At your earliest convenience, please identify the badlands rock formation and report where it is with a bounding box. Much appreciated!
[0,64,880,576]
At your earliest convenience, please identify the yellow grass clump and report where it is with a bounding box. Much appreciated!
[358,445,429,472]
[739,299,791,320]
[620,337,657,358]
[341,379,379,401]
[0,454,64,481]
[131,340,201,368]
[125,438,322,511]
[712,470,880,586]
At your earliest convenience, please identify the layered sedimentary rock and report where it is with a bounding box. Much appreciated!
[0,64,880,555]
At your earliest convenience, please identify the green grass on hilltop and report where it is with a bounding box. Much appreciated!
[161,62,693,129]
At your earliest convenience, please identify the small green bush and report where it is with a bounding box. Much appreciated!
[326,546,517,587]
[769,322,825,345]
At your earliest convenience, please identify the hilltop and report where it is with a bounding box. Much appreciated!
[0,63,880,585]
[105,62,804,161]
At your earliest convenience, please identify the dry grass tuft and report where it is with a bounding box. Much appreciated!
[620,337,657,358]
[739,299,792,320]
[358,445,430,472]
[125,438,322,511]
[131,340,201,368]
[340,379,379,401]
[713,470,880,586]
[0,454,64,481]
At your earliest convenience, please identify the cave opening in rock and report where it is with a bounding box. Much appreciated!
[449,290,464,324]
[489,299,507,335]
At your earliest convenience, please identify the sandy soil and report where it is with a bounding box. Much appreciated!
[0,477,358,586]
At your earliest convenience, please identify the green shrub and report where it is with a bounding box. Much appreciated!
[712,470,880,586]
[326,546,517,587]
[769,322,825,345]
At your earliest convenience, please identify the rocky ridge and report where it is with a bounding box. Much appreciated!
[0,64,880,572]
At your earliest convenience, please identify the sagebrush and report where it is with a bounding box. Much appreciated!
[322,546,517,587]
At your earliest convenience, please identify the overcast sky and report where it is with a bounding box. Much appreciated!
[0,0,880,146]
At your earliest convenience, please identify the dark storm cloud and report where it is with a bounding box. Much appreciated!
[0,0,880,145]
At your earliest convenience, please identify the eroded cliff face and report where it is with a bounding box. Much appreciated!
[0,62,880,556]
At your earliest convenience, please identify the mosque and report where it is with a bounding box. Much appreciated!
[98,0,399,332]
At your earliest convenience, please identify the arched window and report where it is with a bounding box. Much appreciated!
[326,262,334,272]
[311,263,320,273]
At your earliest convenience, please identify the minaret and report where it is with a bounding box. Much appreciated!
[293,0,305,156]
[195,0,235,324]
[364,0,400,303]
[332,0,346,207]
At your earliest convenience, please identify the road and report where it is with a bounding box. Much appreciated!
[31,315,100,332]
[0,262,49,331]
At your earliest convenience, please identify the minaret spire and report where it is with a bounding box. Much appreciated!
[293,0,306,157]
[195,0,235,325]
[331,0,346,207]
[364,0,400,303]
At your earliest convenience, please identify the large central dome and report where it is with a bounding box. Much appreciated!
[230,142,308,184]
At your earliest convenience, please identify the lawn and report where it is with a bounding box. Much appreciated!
* * *
**Aim**
Copy the data word for word, from the line containing "At your earliest convenience, please identify the arched" through the end of the data, both ends included.

**Reply to the task**
At your earliest convenience, please identify the arched window and report where it is with a bounding box. Much appreciated!
[326,262,334,272]
[311,263,320,273]
At your earliest convenience, please identify the minaret and report where it is with a bounding box. Much appreciated!
[293,0,305,156]
[195,0,235,324]
[364,0,400,303]
[332,0,346,207]
At your earliest convenience, please identify the road and report where it is with a bounding box. Much appreciated!
[31,315,100,332]
[0,262,49,331]
At your earliest convenience, please identify the minaret spire and report where it is with a bounding box. Much appreciated!
[293,0,306,157]
[195,0,235,325]
[331,0,346,207]
[364,0,400,303]
At your earliest convenience, please identify the large central dome and report where it is with a bounding box. Much appreciated!
[230,142,308,184]
At your earliest convenience, please identify the lawn and report where it is with a bounding box. Much appreciated!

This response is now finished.